--- start DATA FOR THE TASK ---

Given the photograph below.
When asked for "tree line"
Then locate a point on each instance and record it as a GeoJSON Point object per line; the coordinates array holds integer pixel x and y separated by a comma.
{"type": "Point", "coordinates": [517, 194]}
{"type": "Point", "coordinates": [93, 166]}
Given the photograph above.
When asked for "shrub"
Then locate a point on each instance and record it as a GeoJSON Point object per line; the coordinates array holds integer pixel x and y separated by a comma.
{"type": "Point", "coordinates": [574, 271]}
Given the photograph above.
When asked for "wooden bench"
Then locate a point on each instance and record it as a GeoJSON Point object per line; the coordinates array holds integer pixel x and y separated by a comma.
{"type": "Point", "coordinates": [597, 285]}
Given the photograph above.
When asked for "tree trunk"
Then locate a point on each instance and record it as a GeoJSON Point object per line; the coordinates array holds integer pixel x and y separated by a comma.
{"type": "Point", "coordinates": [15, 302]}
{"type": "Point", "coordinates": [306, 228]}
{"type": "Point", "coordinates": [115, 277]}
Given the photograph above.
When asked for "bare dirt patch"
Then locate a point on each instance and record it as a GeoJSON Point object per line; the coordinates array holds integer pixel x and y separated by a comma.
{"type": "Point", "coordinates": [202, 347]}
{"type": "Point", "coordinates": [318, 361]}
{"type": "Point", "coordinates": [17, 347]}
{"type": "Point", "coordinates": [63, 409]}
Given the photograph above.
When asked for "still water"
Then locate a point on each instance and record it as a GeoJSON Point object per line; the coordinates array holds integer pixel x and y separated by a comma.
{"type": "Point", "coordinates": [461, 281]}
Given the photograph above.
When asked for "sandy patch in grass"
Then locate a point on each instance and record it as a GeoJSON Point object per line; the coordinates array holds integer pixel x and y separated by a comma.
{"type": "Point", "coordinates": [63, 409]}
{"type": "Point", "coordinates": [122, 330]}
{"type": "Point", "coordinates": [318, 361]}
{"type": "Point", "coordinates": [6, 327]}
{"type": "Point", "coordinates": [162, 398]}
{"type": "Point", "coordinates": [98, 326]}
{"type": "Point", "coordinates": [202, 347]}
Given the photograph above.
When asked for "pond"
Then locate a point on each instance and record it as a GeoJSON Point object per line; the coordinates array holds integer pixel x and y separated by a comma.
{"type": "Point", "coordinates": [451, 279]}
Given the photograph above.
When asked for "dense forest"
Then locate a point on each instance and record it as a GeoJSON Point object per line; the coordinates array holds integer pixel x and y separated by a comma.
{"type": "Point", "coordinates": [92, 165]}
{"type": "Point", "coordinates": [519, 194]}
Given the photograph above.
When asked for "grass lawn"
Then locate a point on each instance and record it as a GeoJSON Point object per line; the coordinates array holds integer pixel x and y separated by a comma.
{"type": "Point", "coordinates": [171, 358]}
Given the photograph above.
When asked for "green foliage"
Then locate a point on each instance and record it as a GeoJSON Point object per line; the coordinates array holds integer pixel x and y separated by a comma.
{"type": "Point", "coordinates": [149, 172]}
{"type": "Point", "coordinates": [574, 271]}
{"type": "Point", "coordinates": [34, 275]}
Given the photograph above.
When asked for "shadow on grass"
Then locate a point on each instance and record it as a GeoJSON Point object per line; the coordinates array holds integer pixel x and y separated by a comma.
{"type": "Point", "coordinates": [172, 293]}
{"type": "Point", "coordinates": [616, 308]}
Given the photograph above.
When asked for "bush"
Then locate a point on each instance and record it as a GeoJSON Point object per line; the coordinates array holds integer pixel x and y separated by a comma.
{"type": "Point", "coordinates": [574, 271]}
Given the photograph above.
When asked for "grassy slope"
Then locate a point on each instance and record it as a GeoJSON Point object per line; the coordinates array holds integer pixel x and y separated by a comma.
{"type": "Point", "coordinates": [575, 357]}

--- end DATA FOR THE TASK ---
--- start DATA FOR THE TASK ---

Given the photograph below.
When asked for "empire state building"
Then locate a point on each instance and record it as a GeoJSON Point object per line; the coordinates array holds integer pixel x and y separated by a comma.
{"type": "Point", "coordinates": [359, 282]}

--- end DATA FOR THE TASK ---

### [YOUR OBJECTIVE]
Please count the lines in the listing above that contain the string "patch", and reply with that number alone.

### [SOLUTION]
2